━━━ ESTRATTO FORNITO ━━━

2.1/ La serietà di una vita anche precedentemente alla conversione: il concetto di onore

Autobiografia, 1 (cfr. assedio di Pamplona)
Fino a ventisei anni, fu un uomo dedito alla vanità del mondo. Suo diletto preferito era il maneggio delle armi, con un grande e vano desiderio di procacciarsi fama.

da A. Sicari, Il terzo libro dei ritratti dei santi, Jaca, Milano, 1993, p. 29
«Non si dava pace, perché voleva continuare la vita mondana e pensava che ciò lo rendeva deforme [dopo la ferita alla gamba in guerra]. Chiese ai medici se si potesse nuovamente tagliare. Essi risposero che certamente si poteva tagliare, ma che i dolori sarebbero stati più atroci di quelli già sofferti perché l'osso era già sano e l'operazione era lunga. Ciò nonostante egli decise di sottoporsi a quel martirio per il proprio capriccio. Suo fratello maggiore era assai preoccupato e diceva che egli non avrebbe potuto sopportare un simile dolore. Il ferito invece lo sopportò con la solita forza d'animo. Si incise la carne, si segò l'osso sporgente, poi si usarono vari rimedi perché la gamba non restasse così corta: si applicarono unguenti e apparecchi che la tenessero in trazione. Un vero martirio. Ma Nostro Signore gli ridiede salute a poco a poco» (Autobiografia, 4-5).

━━━ DATI REGISTRATI ━━━

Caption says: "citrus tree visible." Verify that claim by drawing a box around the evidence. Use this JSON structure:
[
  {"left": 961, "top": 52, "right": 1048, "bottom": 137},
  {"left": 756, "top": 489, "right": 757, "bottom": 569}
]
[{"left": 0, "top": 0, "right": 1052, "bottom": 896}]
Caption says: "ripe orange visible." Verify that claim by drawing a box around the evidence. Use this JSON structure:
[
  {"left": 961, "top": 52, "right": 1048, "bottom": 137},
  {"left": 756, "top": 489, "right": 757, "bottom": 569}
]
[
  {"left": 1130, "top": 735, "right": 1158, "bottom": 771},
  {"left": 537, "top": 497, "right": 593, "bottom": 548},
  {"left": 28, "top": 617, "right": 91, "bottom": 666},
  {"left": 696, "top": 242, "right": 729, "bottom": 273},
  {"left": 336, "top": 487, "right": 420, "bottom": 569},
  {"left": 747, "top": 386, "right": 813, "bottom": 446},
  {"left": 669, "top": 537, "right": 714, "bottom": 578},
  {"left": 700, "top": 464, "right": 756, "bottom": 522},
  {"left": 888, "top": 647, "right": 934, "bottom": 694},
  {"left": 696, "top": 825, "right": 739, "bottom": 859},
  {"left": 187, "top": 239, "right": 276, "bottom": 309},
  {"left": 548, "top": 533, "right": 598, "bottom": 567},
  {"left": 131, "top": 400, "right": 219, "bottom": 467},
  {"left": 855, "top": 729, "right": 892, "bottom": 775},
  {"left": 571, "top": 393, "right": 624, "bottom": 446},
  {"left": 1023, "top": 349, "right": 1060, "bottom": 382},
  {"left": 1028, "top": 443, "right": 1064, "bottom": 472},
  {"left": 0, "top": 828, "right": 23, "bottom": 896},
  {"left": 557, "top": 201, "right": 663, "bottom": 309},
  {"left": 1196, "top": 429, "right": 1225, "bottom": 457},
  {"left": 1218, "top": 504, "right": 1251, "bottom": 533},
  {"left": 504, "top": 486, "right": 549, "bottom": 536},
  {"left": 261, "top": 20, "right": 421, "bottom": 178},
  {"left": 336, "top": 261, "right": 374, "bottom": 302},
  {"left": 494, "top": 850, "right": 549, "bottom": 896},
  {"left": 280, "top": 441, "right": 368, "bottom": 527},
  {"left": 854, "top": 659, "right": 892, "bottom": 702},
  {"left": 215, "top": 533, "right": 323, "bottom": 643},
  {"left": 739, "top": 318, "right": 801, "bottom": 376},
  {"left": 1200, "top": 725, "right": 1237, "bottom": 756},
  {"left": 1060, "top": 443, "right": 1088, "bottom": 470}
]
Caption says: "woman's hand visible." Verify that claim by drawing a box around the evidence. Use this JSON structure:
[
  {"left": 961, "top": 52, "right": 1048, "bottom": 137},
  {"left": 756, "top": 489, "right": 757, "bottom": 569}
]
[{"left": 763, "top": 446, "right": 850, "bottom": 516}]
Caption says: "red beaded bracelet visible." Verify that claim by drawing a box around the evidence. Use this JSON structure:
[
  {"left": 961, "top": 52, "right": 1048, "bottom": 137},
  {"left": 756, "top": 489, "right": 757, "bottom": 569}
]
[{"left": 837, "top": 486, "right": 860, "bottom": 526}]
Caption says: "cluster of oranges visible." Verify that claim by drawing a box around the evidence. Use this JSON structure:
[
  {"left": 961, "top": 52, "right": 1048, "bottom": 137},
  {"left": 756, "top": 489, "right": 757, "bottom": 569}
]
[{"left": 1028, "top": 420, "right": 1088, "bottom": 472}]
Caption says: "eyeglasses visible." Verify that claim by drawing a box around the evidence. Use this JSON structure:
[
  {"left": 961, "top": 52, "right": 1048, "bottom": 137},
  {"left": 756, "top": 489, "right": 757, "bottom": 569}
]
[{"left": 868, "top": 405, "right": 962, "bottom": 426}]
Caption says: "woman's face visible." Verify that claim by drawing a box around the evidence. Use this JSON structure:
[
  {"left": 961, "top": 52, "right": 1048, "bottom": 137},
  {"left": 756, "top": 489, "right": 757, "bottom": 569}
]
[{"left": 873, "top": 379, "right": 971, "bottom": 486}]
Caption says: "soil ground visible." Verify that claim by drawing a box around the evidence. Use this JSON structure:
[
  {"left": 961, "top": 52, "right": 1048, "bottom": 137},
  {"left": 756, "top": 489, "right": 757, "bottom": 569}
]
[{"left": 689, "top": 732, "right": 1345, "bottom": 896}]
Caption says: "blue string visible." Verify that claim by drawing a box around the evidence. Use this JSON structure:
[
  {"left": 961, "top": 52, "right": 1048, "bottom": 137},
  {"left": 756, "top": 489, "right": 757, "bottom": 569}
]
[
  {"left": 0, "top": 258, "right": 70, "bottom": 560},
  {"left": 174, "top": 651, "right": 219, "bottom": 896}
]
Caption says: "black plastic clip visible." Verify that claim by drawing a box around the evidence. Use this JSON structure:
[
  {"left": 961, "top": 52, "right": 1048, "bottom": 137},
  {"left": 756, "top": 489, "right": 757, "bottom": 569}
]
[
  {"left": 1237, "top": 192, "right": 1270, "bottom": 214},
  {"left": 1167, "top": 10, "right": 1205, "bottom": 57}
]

━━━

- **ESERCIZI**
**a.** Trascrivi fedelmente il passo dell'estratto che va da "Fino a ventisei" a "di procacciarsi fama.".
**b.** Secondo l'estratto, fino a quale età l'uomo fu dedito alla vanità del mondo?

- **ELENCO SOLUZIONI**
**a.**
Fino a ventisei anni, fu un uomo dedito alla vanità del mondo. Suo diletto preferito era il maneggio delle armi, con un grande e vano desiderio di procacciarsi fama.

**b.** Fino a ventisei anni.